WHAT YOU HAVE TO DO
Can you format the stretch of the entries from the line containing "Objective — one dot on each instance of the green" through the end of the entries as a numbered list, dropping blank lines and leaving the pictures out?

Raw entries
- - - - - - -

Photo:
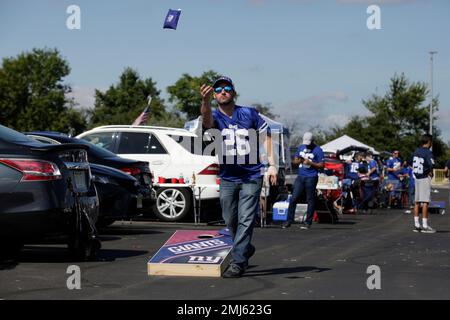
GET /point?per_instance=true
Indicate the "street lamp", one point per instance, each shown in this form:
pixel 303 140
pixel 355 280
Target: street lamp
pixel 431 89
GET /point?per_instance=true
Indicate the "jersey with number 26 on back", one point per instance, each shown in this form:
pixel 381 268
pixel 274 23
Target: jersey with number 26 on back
pixel 240 155
pixel 422 163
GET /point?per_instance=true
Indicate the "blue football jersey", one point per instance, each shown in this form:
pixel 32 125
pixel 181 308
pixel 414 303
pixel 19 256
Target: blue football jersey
pixel 393 163
pixel 239 156
pixel 315 155
pixel 422 162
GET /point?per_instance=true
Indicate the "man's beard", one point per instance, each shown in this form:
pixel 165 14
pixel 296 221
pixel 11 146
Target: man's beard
pixel 224 102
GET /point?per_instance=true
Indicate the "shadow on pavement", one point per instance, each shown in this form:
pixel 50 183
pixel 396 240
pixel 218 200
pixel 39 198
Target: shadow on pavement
pixel 288 270
pixel 125 231
pixel 41 254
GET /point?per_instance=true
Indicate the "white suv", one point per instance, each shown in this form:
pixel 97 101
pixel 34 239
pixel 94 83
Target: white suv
pixel 177 166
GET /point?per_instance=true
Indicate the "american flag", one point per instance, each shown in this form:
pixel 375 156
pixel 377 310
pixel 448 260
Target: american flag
pixel 142 119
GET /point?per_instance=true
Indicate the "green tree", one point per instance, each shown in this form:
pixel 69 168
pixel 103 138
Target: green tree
pixel 397 119
pixel 185 93
pixel 33 95
pixel 124 102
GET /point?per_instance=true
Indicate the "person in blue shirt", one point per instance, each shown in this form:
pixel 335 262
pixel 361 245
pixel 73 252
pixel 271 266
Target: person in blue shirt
pixel 241 170
pixel 422 163
pixel 411 185
pixel 394 167
pixel 310 159
pixel 447 167
pixel 373 166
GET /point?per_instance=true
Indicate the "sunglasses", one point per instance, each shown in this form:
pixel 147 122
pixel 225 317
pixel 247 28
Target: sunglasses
pixel 219 89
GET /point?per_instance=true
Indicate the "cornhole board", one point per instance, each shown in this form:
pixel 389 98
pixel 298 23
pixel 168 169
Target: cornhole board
pixel 437 207
pixel 194 253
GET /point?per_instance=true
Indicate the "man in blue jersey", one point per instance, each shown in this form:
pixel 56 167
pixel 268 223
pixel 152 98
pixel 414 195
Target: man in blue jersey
pixel 309 158
pixel 241 171
pixel 422 162
pixel 447 167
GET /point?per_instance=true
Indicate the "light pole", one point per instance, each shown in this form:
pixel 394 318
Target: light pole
pixel 431 89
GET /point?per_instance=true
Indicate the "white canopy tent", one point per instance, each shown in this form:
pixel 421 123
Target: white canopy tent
pixel 344 142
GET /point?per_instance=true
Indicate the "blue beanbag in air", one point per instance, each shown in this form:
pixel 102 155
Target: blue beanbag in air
pixel 172 17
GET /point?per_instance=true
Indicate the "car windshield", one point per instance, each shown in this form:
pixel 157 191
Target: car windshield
pixel 12 135
pixel 98 151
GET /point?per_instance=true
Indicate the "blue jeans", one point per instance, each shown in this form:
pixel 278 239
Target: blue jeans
pixel 308 185
pixel 240 204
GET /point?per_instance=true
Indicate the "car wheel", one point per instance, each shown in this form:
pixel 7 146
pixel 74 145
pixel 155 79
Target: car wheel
pixel 10 251
pixel 84 249
pixel 172 204
pixel 104 222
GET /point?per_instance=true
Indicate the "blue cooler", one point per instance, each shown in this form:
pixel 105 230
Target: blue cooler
pixel 280 210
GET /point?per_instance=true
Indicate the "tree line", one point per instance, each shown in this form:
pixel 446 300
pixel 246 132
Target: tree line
pixel 33 96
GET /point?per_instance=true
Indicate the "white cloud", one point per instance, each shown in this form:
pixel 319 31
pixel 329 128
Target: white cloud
pixel 368 2
pixel 83 96
pixel 325 110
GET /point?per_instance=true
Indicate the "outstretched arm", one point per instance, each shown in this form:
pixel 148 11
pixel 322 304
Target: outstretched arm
pixel 205 109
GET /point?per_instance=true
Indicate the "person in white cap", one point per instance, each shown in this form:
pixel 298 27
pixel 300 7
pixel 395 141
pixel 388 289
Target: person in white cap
pixel 310 159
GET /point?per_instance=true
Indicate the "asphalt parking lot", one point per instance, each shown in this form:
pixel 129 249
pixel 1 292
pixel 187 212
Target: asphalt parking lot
pixel 326 262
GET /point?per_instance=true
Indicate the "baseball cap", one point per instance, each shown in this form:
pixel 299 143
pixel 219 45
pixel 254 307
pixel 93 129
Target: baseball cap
pixel 223 79
pixel 307 138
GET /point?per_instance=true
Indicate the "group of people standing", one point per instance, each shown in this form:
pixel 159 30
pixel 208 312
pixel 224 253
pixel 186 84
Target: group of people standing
pixel 241 181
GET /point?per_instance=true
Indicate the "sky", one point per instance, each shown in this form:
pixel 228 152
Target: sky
pixel 313 61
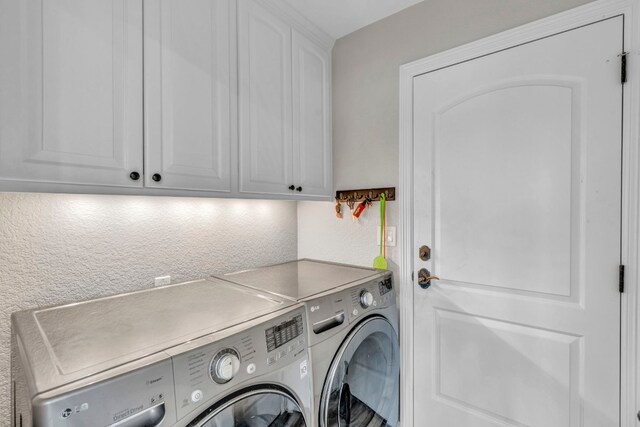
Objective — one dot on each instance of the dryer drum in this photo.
(268, 406)
(363, 384)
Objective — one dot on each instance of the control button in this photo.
(196, 396)
(366, 299)
(225, 365)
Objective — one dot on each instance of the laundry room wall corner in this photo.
(365, 111)
(60, 248)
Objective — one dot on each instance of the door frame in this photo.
(629, 322)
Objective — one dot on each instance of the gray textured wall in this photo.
(365, 108)
(61, 248)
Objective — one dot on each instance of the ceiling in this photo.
(341, 17)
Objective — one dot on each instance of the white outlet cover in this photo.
(162, 280)
(390, 233)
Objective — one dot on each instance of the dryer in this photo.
(353, 337)
(180, 355)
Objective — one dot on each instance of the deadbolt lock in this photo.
(425, 278)
(424, 253)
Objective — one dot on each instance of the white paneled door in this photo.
(517, 190)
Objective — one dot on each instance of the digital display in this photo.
(283, 333)
(385, 286)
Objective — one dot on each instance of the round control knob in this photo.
(366, 299)
(225, 365)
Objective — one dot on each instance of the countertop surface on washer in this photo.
(85, 338)
(301, 279)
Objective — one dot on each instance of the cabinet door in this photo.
(264, 62)
(71, 91)
(187, 78)
(311, 117)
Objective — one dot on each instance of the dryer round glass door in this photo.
(362, 387)
(260, 407)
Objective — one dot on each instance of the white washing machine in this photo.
(205, 353)
(353, 337)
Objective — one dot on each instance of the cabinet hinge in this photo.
(623, 67)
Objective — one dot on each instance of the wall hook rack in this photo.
(371, 194)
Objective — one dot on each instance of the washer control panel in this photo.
(206, 373)
(375, 294)
(339, 309)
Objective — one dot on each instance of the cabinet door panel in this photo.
(187, 78)
(264, 44)
(71, 84)
(311, 122)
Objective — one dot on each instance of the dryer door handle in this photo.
(150, 417)
(330, 323)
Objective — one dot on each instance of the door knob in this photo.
(425, 278)
(424, 253)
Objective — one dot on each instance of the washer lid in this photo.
(299, 280)
(66, 343)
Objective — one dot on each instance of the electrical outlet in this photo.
(162, 280)
(390, 235)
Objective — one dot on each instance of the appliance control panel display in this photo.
(279, 335)
(210, 367)
(385, 286)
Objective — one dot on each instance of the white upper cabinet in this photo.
(187, 94)
(71, 91)
(311, 117)
(284, 120)
(264, 66)
(225, 98)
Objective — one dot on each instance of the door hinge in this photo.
(623, 67)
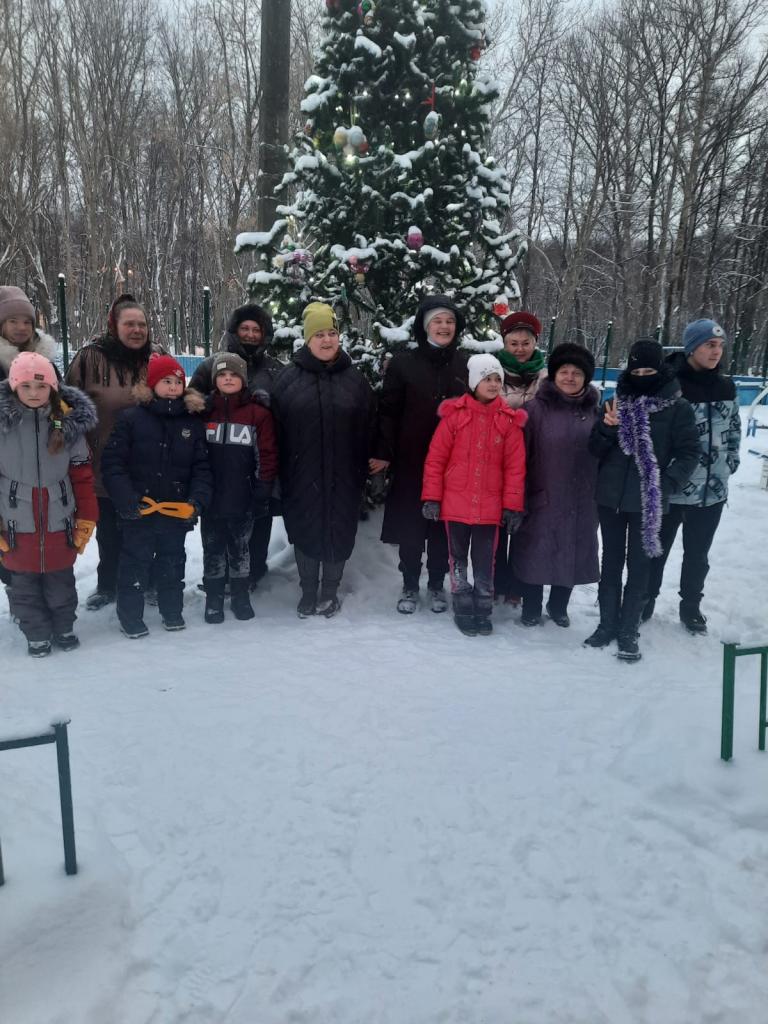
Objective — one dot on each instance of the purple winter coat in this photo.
(557, 543)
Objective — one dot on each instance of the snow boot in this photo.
(214, 612)
(691, 617)
(609, 600)
(38, 648)
(437, 599)
(241, 599)
(308, 603)
(99, 599)
(558, 616)
(66, 641)
(628, 647)
(408, 602)
(133, 630)
(648, 608)
(466, 625)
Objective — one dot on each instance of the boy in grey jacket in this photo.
(698, 505)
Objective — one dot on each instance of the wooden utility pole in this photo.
(274, 66)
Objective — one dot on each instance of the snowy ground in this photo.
(375, 819)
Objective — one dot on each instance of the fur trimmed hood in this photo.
(79, 412)
(41, 343)
(190, 401)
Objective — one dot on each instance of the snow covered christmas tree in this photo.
(391, 195)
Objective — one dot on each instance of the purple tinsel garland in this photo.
(635, 439)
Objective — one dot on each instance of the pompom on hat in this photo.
(521, 320)
(482, 366)
(29, 367)
(229, 363)
(163, 366)
(699, 332)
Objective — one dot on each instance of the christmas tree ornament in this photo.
(414, 239)
(431, 125)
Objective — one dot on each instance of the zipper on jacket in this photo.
(40, 493)
(709, 454)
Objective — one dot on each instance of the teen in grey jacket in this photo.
(698, 505)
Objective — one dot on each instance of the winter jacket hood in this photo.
(420, 333)
(79, 418)
(41, 343)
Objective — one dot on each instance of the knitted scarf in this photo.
(635, 439)
(537, 361)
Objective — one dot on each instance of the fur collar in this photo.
(42, 343)
(80, 413)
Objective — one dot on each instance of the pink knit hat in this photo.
(30, 367)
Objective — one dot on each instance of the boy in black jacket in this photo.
(155, 468)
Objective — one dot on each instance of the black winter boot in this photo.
(241, 599)
(214, 612)
(691, 617)
(609, 600)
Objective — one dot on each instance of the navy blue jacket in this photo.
(158, 449)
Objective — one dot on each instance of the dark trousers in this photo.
(699, 526)
(309, 574)
(154, 546)
(259, 546)
(108, 539)
(44, 603)
(437, 558)
(622, 540)
(505, 581)
(225, 544)
(532, 599)
(471, 598)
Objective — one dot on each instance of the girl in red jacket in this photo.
(474, 480)
(47, 504)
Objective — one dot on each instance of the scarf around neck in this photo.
(529, 369)
(635, 439)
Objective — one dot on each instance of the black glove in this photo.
(511, 520)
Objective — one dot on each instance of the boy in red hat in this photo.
(155, 468)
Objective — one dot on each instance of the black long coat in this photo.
(675, 438)
(323, 413)
(415, 384)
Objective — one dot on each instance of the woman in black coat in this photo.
(323, 408)
(647, 446)
(416, 383)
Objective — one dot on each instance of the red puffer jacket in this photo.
(476, 463)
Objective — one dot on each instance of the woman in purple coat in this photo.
(557, 543)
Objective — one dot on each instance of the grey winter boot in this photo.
(241, 599)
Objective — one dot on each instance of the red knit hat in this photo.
(521, 318)
(163, 366)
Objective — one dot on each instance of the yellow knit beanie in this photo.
(318, 316)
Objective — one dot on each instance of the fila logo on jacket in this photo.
(230, 433)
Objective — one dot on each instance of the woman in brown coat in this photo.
(107, 370)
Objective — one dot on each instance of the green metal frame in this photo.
(730, 652)
(57, 735)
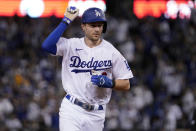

- - - - - - -

COMPLETE OUTPUT
1. Objective — one dot on each instance of the green metal frame in this photo.
2. (730, 652)
3. (57, 735)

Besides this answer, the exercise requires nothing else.